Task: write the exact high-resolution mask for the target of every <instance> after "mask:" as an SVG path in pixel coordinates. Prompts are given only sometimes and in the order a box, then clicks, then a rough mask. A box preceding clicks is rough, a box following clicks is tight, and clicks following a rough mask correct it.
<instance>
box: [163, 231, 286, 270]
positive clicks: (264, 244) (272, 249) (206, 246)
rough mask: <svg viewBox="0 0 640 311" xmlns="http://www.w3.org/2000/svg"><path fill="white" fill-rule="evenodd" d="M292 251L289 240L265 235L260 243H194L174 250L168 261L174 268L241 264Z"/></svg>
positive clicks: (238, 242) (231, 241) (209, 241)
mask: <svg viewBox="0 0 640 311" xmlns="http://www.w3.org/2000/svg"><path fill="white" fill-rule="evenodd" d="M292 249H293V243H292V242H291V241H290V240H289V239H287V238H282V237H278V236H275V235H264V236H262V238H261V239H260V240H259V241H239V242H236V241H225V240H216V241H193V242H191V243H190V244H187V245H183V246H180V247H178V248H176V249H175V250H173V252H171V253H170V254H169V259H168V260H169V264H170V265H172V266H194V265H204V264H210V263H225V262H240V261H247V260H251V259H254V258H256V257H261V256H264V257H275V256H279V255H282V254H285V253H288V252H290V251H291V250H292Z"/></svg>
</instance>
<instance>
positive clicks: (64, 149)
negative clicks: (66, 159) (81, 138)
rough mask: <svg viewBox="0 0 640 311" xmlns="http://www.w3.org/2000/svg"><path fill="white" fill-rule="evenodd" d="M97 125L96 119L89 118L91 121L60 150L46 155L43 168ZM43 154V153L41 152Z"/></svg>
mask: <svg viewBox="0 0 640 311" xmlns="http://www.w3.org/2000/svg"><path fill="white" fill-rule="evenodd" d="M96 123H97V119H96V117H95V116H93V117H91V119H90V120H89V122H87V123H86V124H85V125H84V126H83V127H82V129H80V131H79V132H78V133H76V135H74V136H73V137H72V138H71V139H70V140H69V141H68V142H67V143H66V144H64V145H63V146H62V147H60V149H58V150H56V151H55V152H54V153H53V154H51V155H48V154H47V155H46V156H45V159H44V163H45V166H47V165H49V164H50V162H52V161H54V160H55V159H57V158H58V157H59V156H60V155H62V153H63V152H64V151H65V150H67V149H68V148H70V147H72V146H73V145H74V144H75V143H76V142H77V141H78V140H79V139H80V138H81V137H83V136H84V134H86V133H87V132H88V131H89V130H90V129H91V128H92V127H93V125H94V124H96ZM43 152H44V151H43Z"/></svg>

## Task description
Please return the records unchanged, beginning at the line that contains "</instance>" and stopping after the line that contains "125L96 119L89 118L91".

## Solution for this task
</instance>
<instance>
positive clicks: (64, 149)
negative clicks: (66, 159) (81, 138)
rough mask: <svg viewBox="0 0 640 311" xmlns="http://www.w3.org/2000/svg"><path fill="white" fill-rule="evenodd" d="M97 125L96 119L89 118L91 121L60 150L46 155L43 168ZM43 154V153L41 152Z"/></svg>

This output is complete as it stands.